---- Given records

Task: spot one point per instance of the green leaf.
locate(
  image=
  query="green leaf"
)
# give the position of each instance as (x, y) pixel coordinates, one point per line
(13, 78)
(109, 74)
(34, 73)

--------

From the first line down to the last, give the records again exactly.

**Solution:**
Task: spot one point per instance of the green leaf.
locate(
  image=
  query="green leaf"
)
# give the position of each instance as (x, y) pixel coordinates, one point per line
(13, 78)
(109, 74)
(34, 73)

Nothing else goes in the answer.